## TASK BRIEF
Reproduce every one of the entries below word for word, with all lines in their original order.

** START OF DATA LISTING **

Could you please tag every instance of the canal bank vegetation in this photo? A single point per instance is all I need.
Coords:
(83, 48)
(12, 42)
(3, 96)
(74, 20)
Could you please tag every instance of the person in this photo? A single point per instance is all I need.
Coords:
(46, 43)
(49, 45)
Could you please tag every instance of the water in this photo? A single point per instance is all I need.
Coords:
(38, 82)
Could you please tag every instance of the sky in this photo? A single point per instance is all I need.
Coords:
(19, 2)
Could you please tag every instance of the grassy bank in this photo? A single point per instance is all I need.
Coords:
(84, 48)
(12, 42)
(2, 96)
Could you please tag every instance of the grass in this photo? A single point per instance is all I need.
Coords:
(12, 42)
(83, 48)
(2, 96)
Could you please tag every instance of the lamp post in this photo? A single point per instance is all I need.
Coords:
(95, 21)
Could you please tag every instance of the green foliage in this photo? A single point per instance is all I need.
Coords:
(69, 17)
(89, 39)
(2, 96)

** END OF DATA LISTING **

## EXPECTED ANSWER
Could you please tag every instance of the canal bank vegetation in this photo? A single point per instance is all I need.
Coords:
(83, 48)
(12, 42)
(3, 96)
(74, 20)
Could you please tag every instance of the person in this photo? A single point per instance is all I need.
Coords:
(46, 43)
(49, 45)
Could you please tag every instance of the water in this photo? A single point per instance is all I need.
Coords:
(38, 82)
Could you please tag every instance of the sky in this photo? A single point per instance is all I need.
Coords:
(19, 2)
Could you please tag every instance of the grassy bank in this photo? A single point per instance is all I need.
Coords:
(84, 48)
(12, 42)
(2, 96)
Could you please tag every instance of the grass in this photo? A single point per instance is all I need.
Coords:
(12, 42)
(83, 48)
(2, 96)
Could you please tag every instance of the lamp post in this photo? A single point per instance is all I need.
Coords:
(95, 21)
Could you please tag every instance of the green foliage in this photo? A single point per instance is all I need.
Coords:
(69, 17)
(89, 39)
(2, 96)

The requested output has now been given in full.